*SOURCE TEXT*.
※ ※ ※
# yuba northern pike? oops my bad thanks guys



## HGD (Mar 5, 2008)

I just got an e-mail of a northern pike that was supposed to have been caught out of yuba a new record 59 pounds. Has anyone heard about it or is this just another story?
I now know it is just a story. THANKS


----------



## Nor-tah (Dec 16, 2007)

*Re: yuba northern pike?*

Wow, that would be insane!! Wait till repeter reads this!! I would love to know also!


----------



## HGD (Mar 5, 2008)

*Re: yuba northern pike?*

the picture is insane, wish i knew how to post it up!


----------



## REPETER (Oct 3, 2007)

*Re: yuba northern pike?*



HGD said:


> the picture is insane, wish i knew how to post it up!


I wanna see  Pm sent with my e-mail. I'll try to post up the picture from there.


----------



## REPETER (Oct 3, 2007)
※ ※ ※
*ENTRIES SUPPLIED*.
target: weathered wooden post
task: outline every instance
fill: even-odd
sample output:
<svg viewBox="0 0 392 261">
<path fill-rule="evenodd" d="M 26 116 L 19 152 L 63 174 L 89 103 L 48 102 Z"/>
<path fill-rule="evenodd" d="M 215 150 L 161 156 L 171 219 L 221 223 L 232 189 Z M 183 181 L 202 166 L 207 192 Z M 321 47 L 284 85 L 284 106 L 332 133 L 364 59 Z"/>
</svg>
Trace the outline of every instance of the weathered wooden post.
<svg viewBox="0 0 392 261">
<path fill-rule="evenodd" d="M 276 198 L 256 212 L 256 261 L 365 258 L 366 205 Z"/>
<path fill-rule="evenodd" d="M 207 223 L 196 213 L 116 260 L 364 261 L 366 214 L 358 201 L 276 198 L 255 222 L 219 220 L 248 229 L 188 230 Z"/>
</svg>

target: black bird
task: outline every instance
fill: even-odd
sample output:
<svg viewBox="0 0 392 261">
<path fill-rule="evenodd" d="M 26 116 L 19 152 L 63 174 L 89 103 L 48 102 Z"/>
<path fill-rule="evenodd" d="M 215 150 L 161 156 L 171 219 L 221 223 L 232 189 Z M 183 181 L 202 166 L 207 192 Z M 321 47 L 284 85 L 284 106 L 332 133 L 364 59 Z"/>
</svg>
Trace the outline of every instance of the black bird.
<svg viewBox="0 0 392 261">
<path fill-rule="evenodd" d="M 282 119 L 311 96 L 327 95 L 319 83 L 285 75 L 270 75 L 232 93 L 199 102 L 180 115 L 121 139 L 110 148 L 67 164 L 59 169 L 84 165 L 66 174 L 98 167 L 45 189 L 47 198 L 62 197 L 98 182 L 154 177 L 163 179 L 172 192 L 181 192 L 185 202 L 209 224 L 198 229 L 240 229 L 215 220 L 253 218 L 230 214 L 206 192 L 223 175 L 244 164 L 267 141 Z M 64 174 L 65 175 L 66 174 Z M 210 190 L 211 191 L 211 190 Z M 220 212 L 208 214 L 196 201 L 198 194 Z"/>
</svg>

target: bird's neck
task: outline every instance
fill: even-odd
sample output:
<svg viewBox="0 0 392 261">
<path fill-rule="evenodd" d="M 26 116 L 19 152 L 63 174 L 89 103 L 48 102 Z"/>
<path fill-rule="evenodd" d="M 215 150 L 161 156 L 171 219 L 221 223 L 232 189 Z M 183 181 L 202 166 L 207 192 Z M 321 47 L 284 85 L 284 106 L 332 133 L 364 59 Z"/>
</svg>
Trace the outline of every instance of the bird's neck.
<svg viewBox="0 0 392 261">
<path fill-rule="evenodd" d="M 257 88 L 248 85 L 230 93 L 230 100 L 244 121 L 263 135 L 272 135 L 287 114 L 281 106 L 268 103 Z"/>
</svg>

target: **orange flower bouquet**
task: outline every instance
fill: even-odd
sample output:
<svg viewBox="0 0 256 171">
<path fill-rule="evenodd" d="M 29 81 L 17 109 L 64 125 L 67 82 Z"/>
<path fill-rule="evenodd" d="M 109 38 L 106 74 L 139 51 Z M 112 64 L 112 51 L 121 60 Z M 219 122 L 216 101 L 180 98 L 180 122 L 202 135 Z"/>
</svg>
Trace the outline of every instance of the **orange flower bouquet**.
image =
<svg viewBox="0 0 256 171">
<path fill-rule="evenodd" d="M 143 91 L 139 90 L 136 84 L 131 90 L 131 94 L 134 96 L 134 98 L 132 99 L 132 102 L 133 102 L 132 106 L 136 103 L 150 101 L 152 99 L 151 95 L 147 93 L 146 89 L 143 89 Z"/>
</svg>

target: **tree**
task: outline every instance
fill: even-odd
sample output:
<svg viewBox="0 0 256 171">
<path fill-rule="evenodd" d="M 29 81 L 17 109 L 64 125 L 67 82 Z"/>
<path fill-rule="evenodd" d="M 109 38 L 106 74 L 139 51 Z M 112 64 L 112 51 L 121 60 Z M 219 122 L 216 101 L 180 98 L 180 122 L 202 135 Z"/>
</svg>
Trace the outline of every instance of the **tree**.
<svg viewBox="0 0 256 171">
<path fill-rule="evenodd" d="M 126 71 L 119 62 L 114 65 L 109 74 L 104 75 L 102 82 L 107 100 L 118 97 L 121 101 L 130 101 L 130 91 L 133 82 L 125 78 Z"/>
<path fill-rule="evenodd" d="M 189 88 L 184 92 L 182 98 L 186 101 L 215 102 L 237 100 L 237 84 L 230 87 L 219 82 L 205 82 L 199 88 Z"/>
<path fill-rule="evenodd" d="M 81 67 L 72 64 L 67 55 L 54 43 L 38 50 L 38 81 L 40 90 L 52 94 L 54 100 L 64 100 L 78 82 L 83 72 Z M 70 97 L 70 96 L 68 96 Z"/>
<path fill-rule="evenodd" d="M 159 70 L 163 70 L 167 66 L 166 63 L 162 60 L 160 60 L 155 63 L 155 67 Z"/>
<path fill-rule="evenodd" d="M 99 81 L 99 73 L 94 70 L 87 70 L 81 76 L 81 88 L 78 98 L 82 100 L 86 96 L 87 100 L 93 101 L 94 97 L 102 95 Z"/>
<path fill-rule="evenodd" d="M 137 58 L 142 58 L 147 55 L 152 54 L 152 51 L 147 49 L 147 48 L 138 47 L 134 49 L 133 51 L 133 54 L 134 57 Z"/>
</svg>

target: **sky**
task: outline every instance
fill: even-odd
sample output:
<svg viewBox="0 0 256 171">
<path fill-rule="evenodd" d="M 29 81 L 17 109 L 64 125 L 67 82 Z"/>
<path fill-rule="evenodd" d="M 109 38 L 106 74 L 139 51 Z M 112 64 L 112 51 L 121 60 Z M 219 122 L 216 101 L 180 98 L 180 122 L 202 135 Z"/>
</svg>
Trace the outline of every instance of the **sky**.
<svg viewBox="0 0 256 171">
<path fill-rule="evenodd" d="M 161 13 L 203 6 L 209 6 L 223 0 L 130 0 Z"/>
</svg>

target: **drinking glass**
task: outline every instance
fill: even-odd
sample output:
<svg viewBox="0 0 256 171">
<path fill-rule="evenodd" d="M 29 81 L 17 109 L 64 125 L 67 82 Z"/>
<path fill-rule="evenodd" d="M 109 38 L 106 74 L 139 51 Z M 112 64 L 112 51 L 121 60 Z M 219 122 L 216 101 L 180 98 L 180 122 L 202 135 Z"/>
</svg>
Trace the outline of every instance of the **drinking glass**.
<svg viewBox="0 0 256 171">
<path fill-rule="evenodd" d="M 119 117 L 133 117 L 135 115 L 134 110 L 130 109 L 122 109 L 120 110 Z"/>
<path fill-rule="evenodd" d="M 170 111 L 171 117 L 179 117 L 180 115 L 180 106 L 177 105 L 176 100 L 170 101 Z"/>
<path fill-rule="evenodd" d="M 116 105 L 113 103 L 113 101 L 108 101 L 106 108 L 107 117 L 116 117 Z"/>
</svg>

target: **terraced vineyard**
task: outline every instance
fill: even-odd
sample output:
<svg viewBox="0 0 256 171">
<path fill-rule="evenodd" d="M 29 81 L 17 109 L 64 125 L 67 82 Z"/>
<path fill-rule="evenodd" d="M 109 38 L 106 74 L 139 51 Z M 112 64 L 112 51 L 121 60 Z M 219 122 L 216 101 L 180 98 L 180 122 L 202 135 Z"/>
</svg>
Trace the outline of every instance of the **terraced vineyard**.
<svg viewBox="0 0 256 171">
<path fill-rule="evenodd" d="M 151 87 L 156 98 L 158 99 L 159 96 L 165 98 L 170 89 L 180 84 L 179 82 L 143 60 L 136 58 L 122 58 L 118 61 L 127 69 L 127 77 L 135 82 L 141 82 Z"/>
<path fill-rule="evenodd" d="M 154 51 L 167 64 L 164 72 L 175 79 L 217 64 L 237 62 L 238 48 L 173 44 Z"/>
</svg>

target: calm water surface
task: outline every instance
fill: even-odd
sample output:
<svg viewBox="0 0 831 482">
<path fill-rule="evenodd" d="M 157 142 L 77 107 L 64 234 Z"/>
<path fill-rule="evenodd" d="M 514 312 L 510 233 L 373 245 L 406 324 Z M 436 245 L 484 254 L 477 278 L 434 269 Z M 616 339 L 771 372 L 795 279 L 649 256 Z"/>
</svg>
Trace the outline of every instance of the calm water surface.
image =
※ ※ ※
*PROBLEMS*.
**A.** In the Yuba northern pike thread, what weight did the e-mail give for the pike?
**B.** Extend the Yuba northern pike thread from the point where it stops.
The rows have no part in this work.

*RESULTS IN ORDER*.
**A.** 59 pounds.

**B.**
*Re: yuba northern pike?*

Not a Yuba Pike, but nice none the less. I recognized it immediately from previous Google image searches, but don't know the whole story. Here's a link to the pics http://message.snopes.com/showthread.php?t=6038

and this http://www.fishingfury.com/20071031/mon ... ands-pike/

and finally, what may be the "true" story behind the monster

http://www.pacgb.co.uk/articles/blomedit.htm


----------



## k2muskie (Oct 6, 2007)

Ahhhh yes per the links this picture has been going around for at least 2-years that I know of. Had it sent to me not more than a 2-months ago. 

So for a Yuba Pike to reach that size here in Utah...well IMHO ain't going to happen. But like I say to partner there's always the grandaddy/momma in every body of water that every angler dreams of. _(O)_ 

So bring on this potential 'Yuba' monster is what I say...without pictures it's nothing more than a Utah fish'n legend. When I see the photos and the DWR post as a state record then I'm possibly a believer. The proof lies somewhere in the middle as my dear ole Grandmother used to say....:mrgreen: :mrgreen:


----------



## HGD (Mar 5, 2008)

I thought it was a fake but who knows till ya ask, not a fake fish but utah record. Sure would be awesome if it were true though! Maybe someday EH? Got to dream big 8)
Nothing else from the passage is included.